***** RECORDS *****

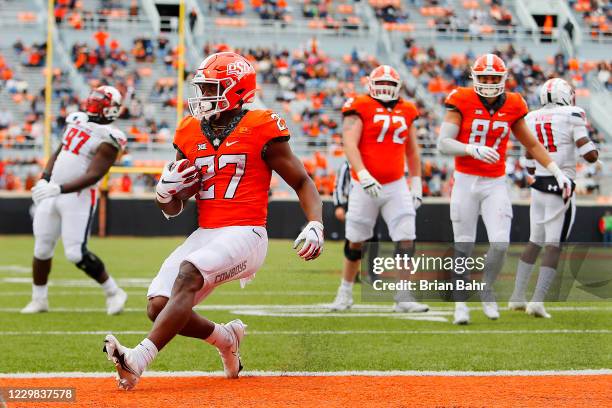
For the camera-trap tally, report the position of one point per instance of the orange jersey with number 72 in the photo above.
(383, 137)
(483, 127)
(235, 177)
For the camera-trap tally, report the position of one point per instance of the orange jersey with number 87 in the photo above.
(384, 135)
(481, 127)
(235, 177)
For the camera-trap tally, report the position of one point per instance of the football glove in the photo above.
(174, 180)
(371, 186)
(416, 188)
(44, 189)
(312, 239)
(483, 153)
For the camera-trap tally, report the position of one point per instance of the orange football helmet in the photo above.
(489, 64)
(383, 91)
(222, 82)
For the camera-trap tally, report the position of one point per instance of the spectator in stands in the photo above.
(6, 118)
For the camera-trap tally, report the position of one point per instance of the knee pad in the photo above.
(43, 249)
(402, 250)
(350, 253)
(91, 265)
(74, 253)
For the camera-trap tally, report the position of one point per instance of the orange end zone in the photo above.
(340, 391)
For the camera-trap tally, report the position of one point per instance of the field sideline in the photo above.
(291, 332)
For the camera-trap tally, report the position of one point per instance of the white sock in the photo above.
(110, 286)
(345, 285)
(220, 337)
(545, 279)
(39, 292)
(144, 353)
(403, 296)
(523, 274)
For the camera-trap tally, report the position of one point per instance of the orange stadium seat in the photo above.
(26, 16)
(470, 4)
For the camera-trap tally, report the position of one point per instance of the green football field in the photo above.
(289, 328)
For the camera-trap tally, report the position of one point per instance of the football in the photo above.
(188, 192)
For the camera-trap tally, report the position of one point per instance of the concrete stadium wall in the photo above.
(141, 217)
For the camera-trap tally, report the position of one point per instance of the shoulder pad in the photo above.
(77, 117)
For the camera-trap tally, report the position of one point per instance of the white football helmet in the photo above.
(558, 92)
(384, 92)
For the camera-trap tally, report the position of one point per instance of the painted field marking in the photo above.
(314, 332)
(360, 373)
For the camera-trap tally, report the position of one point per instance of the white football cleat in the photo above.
(343, 301)
(116, 302)
(462, 313)
(537, 309)
(517, 305)
(128, 371)
(490, 310)
(410, 307)
(230, 356)
(37, 305)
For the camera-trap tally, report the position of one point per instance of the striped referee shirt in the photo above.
(342, 186)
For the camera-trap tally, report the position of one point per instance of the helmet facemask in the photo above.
(489, 90)
(210, 96)
(381, 89)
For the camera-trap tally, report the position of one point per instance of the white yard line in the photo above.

*****

> **EXERCISE AIM**:
Exactly and only the lines from the line containing "seat in the photo above." through the last line of the entries should be copied, both ends included.

> **ANSWER FOR THIS EXERCISE**:
For the camera-trap tally, report the position of one point per instance of the orange stadium seat in the photo above.
(26, 16)
(470, 4)
For the camera-trap tally, report the position of one point per instance of the green football field in the photo above.
(289, 328)
For the camera-trap tally, report the position of one point per instance of the football in the photo above.
(188, 192)
For the camera-trap tally, report the position of one point per instance of the concrete stadium wall in the photo above.
(141, 217)
For the camera-trap tally, report the position of one point per instance of the shoulder pad in the photo above.
(77, 117)
For the camera-trap tally, report the position of one point per instance of the white football helmet in the photo above.
(558, 92)
(384, 92)
For the camera-trap tally, report the position of one point per instance of the painted field marking in the photo above.
(314, 332)
(360, 373)
For the camera-trap tally, report the position of one point per instance of the white football cleat in the photo above.
(343, 301)
(116, 302)
(462, 313)
(537, 309)
(517, 305)
(128, 371)
(490, 310)
(410, 307)
(230, 356)
(37, 305)
For the camera-trap tally, report the position of one point per instance of the striped referee shirt in the photo above.
(342, 186)
For the camera-trap tally, report the position of one point per instance of the helmet facemask in the photo above.
(489, 90)
(210, 96)
(381, 89)
For the camera-trap tally, report the position of one point per instance of the white yard line in the photo above.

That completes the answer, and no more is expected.